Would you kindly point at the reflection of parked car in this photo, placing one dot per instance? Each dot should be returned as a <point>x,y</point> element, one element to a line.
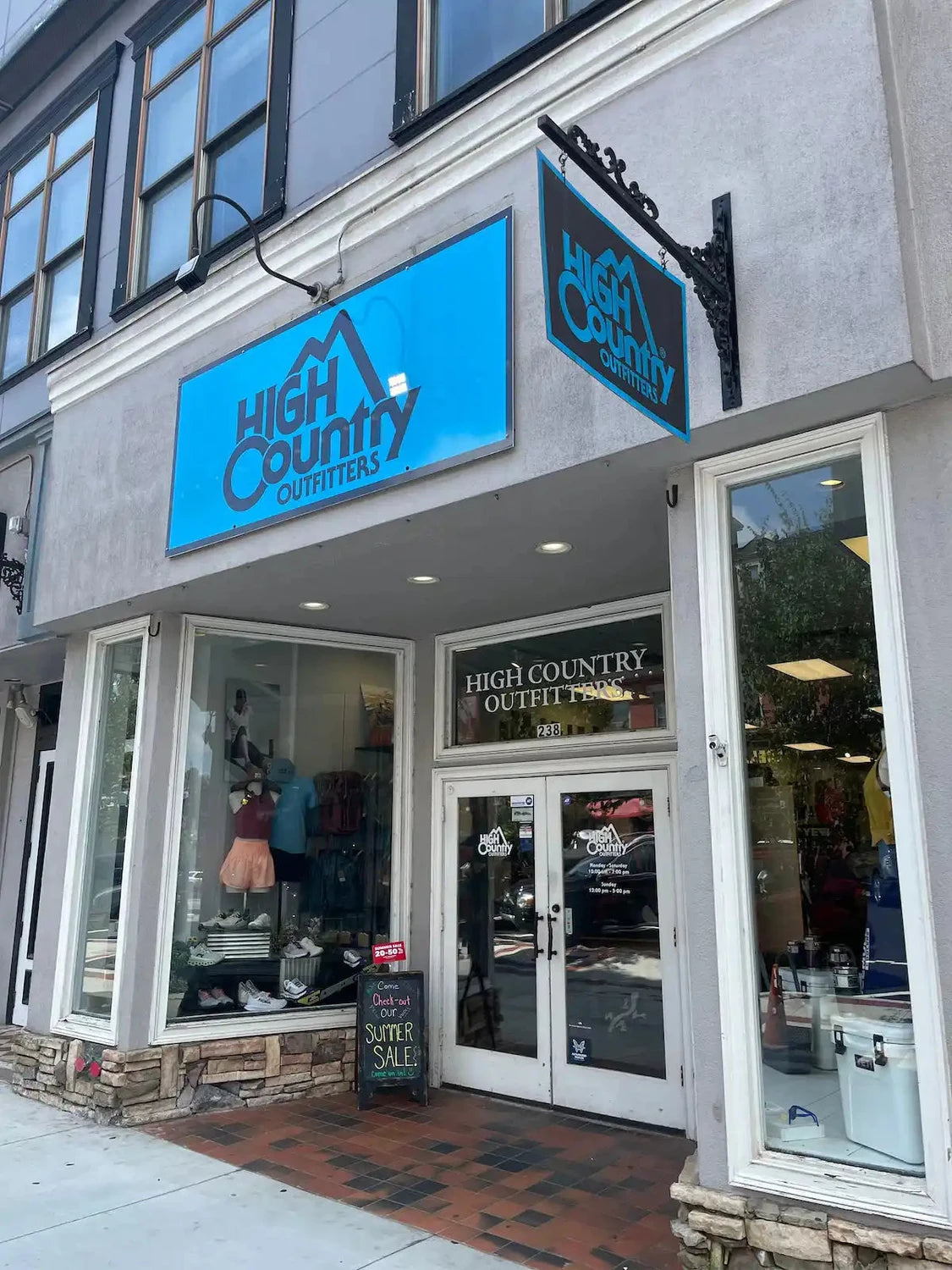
<point>515,909</point>
<point>614,896</point>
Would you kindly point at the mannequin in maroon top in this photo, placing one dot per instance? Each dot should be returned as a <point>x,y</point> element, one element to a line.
<point>249,865</point>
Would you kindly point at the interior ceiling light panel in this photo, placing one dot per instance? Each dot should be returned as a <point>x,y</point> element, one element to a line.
<point>810,668</point>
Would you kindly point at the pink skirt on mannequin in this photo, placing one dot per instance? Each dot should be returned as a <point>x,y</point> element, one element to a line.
<point>248,866</point>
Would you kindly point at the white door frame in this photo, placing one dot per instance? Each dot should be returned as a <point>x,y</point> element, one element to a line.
<point>46,759</point>
<point>489,1069</point>
<point>442,860</point>
<point>599,1090</point>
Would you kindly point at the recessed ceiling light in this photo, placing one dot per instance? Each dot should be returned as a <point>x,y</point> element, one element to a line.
<point>810,668</point>
<point>858,546</point>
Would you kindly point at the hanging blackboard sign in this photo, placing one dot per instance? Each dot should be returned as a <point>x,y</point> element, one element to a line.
<point>391,1048</point>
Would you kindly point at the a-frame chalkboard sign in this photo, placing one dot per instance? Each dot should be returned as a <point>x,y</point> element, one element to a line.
<point>391,1035</point>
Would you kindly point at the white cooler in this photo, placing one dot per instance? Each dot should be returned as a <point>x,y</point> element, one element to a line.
<point>878,1076</point>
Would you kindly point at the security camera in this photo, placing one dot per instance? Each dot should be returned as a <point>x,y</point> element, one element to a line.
<point>193,273</point>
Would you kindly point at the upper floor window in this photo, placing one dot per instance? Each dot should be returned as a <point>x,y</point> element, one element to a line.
<point>52,192</point>
<point>447,50</point>
<point>211,117</point>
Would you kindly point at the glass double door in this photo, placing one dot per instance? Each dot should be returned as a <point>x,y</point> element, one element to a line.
<point>560,975</point>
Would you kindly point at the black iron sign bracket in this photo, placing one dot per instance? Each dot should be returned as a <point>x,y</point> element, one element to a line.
<point>710,267</point>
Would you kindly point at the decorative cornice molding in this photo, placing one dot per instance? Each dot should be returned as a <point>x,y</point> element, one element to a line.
<point>603,64</point>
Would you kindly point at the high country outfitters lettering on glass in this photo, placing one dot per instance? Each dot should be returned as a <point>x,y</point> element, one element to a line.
<point>404,376</point>
<point>611,307</point>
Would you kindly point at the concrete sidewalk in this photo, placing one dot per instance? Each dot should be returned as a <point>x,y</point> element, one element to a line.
<point>73,1193</point>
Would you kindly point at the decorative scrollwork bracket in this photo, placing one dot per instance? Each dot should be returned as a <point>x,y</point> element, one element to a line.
<point>710,267</point>
<point>12,577</point>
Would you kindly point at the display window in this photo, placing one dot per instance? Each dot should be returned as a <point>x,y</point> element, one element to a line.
<point>819,855</point>
<point>283,878</point>
<point>565,681</point>
<point>837,1035</point>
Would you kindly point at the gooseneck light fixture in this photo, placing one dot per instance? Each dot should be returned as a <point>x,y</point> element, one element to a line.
<point>195,272</point>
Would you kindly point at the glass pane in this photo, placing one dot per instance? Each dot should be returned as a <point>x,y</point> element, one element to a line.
<point>107,828</point>
<point>239,78</point>
<point>239,173</point>
<point>170,132</point>
<point>837,1034</point>
<point>474,35</point>
<point>283,881</point>
<point>612,950</point>
<point>63,302</point>
<point>225,10</point>
<point>165,231</point>
<point>22,240</point>
<point>17,334</point>
<point>68,207</point>
<point>569,683</point>
<point>75,135</point>
<point>177,47</point>
<point>497,924</point>
<point>30,174</point>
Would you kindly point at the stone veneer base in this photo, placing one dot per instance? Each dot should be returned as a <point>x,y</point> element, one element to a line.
<point>167,1082</point>
<point>751,1232</point>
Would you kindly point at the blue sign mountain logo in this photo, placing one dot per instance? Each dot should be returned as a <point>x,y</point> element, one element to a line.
<point>327,424</point>
<point>611,307</point>
<point>597,305</point>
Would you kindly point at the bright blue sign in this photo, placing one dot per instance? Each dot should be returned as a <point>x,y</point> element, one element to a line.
<point>408,375</point>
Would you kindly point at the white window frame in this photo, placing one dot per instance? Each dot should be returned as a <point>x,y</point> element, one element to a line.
<point>553,624</point>
<point>162,1033</point>
<point>751,1162</point>
<point>69,1021</point>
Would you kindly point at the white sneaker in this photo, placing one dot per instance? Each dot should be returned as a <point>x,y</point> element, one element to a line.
<point>263,1003</point>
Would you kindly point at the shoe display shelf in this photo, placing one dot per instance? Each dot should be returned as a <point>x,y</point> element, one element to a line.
<point>240,945</point>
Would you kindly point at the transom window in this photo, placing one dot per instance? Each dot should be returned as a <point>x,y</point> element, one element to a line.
<point>46,213</point>
<point>203,129</point>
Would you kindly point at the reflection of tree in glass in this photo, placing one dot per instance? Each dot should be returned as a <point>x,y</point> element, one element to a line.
<point>801,594</point>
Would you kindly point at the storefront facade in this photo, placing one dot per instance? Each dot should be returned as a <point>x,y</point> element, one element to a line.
<point>386,619</point>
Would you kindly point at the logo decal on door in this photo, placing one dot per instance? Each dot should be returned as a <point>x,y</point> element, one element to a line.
<point>604,842</point>
<point>579,1051</point>
<point>494,843</point>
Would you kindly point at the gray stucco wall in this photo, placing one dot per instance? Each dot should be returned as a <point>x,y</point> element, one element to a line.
<point>17,747</point>
<point>817,243</point>
<point>41,1005</point>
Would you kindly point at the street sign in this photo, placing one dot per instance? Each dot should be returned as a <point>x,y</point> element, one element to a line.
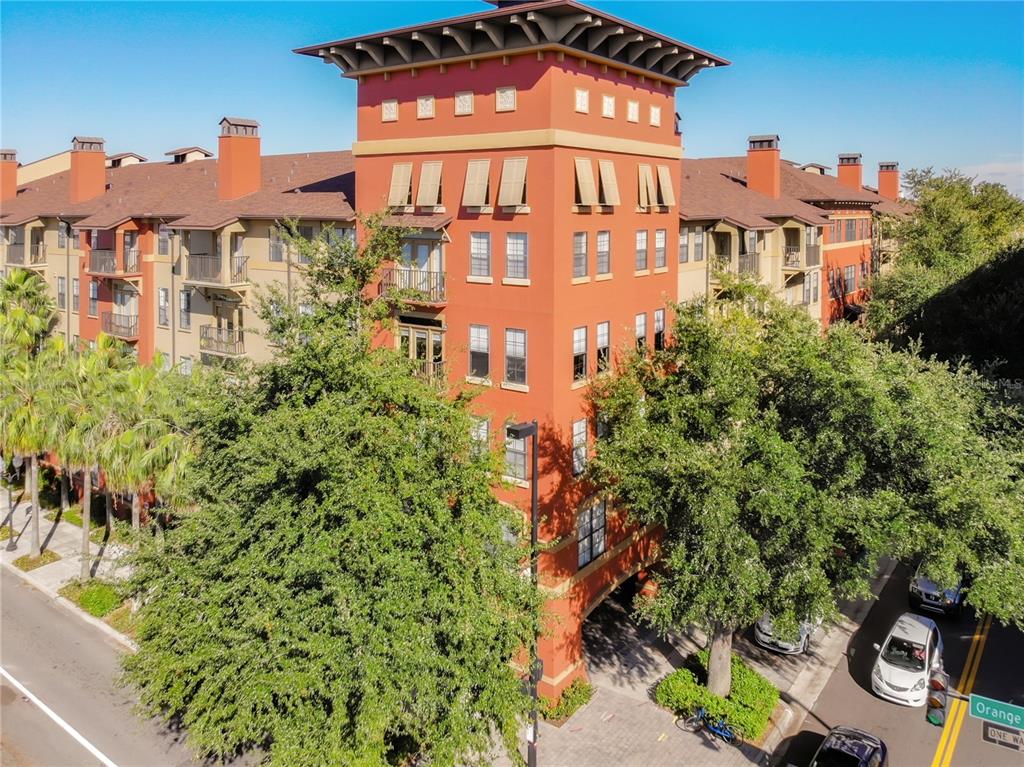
<point>989,710</point>
<point>1005,736</point>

*Try it*
Where the data includes pictures, leave them out and write out everything else exactly.

*Solution to this task*
Would you kindly point at the reflection of parked car in this photo, placing one dot per instance? Each dot should be returned as a <point>x,y</point> element, one element to a line.
<point>515,909</point>
<point>614,896</point>
Would you kindly point at the mannequin in maroon top in this photo, placing one dot per instance? Each dot should be returned as a <point>x,y</point> element, one element to a line.
<point>249,865</point>
Would you kindly point at the interior ceiling light panel in this photo, placing one dot per instance? Each dot should be returned as a <point>x,y</point> element, one element to a line.
<point>810,668</point>
Would you kindly point at the pink skirt on mannequin in this photo, placing one dot per instance? Each dot should be returned as a <point>x,y</point> element, one element to a line.
<point>248,866</point>
Would you kindly point at the white door frame in this photo, placing one dot per instance? Each dot should be returned as a <point>x,y</point> element, one element to a line.
<point>46,759</point>
<point>489,1069</point>
<point>442,860</point>
<point>599,1090</point>
Would you kindly point at the recessed ceiling light in this photo, placing one dot per instance? Each dot should be returned as a <point>x,y</point> element, one element to a line.
<point>810,668</point>
<point>858,546</point>
Would you kindly point at the hanging blackboard sign in this photo, placing one dot per instance? Each dot should be returned as a <point>x,y</point> element, one element to a line.
<point>391,1048</point>
Would you kindly point at the a-frame chalkboard sign in this photo, placing one dot per instance? Each dot should be returned as a <point>x,y</point> element, one element to a line.
<point>391,1035</point>
Would you kindly point at the white cooler in this photo, placing one dot per instance? Each dot should be returned as a <point>x,y</point> element, one element to a line.
<point>878,1076</point>
Would you kindly point at the security camera in this photo, placing one dot per instance? Each dot should be returned as a <point>x,y</point> element, one element to a line.
<point>193,273</point>
Would you kindly point at the upper floor window in this photo, placing one dot per instance? Each dot should be returned as a <point>x,y</point> element, one element to a line.
<point>52,192</point>
<point>447,50</point>
<point>211,117</point>
Would you kindly point at the glass double door in this photo, placing one dot per instance? Each dot should be returned as a <point>x,y</point> element, one element to a line.
<point>560,975</point>
Would you kindly point at the black iron sign bracket in this photo, placing one dot per instance? Each dot should be returned as a <point>x,y</point> element, one element to a line.
<point>710,267</point>
Would you kindly point at the decorative cornice molding in this photo, placing one dot per instance? Each dot should be returned as a <point>x,y</point> element, one element to a line.
<point>603,64</point>
Would you kindly point at the high country outfitters lettering on glass in this photo, placing one dot per instance? Each dot should be returned as a <point>x,y</point> element, one element to a line.
<point>404,376</point>
<point>611,307</point>
Would you kindly point at the concrete sidewalk in this photo, placing one dot per instance? Each dot should be returned as a <point>x,y</point> element, one element to a line.
<point>73,1193</point>
Would you kindly point at the decorative scrollwork bracket in this photo, placing one dot per instance? Each dot should be returned as a <point>x,y</point> element, one element to a line.
<point>710,267</point>
<point>12,577</point>
Would you kindly point at the display window in this photo, placing one dot per instance? Each dot should be returned as a <point>x,y</point> element, one element to a line.
<point>819,855</point>
<point>283,878</point>
<point>565,681</point>
<point>837,1035</point>
Would you kindly point at the gooseneck light fixture in this photo, placing one dot per instance? Each dot should be returned as a <point>x,y</point> element, one element to a line.
<point>195,272</point>
Would you kindly point at the glass pane in this photo, placing one dot per instance? Each dot should be returned as a <point>x,y</point> element, one element to a line.
<point>107,828</point>
<point>239,78</point>
<point>239,173</point>
<point>170,132</point>
<point>837,1034</point>
<point>474,35</point>
<point>283,881</point>
<point>612,950</point>
<point>63,302</point>
<point>225,10</point>
<point>165,231</point>
<point>22,240</point>
<point>17,334</point>
<point>68,207</point>
<point>569,683</point>
<point>75,135</point>
<point>177,47</point>
<point>497,924</point>
<point>30,174</point>
Would you kindly point at the stone veneer base in this photo, placing one dot per instance? Each dot should be returned as a <point>x,y</point> element, one element to a line.
<point>167,1082</point>
<point>751,1232</point>
Would you kindly point at the blue sign mountain logo in this photo, placing one dot per instance? Each dot should be returned as a <point>x,y</point> element, one element to a line.
<point>327,424</point>
<point>611,307</point>
<point>597,305</point>
Would you kindly point at the bright blue sign in this photo, placing one dot per instance? Each dot should be returned as a <point>x,y</point> element, one element to a line.
<point>408,375</point>
Would you kindly point at the white window frame in this photo, placing one dot per instance? Each dot should be returned as a <point>x,y</point> element, one element to a line.
<point>553,624</point>
<point>162,1033</point>
<point>751,1162</point>
<point>69,1021</point>
Would you kindly point at the white sneaker in this photo, placing one dot per instance? Each dot should be returned as a <point>x,y</point> element, one element to a line.
<point>263,1003</point>
Would you kindly point at the shoe display shelf in this photo, placing one dot per instance? Each dot should be returned as a <point>x,y</point> element, one element to a line.
<point>240,945</point>
Would you kindly point at the transom window in this photo, placing one dot per instance? Each dot should be returned as a <point>x,y</point> element, one element to a line.
<point>46,213</point>
<point>203,129</point>
Would you kindly point at the reflection of tree in glass in this photo, placing one dot per instance? Each dot should be returned as a <point>x,y</point> element, one element to a line.
<point>801,594</point>
Would you kindly point at the storefront facade in this photo, placing one dot per instance? Each dot should be returned as a <point>x,y</point> element, one element to a line.
<point>386,619</point>
Would you kindly point at the logo decal on door in this photo, placing one dot per instance? Each dot should be returned as a <point>x,y</point> element, one element to a line.
<point>604,842</point>
<point>579,1051</point>
<point>494,843</point>
Would you kindly point at the gray stucco wall in this photo, placing one dot per instance? Each dot should be returned as a <point>x,y</point> element, one element to a line.
<point>17,747</point>
<point>817,243</point>
<point>41,1005</point>
Would you kindly point at the street sign in this photo, placing one dot per instance? Each dot should be returned as a <point>x,y</point> element, one element to a line.
<point>989,710</point>
<point>1005,736</point>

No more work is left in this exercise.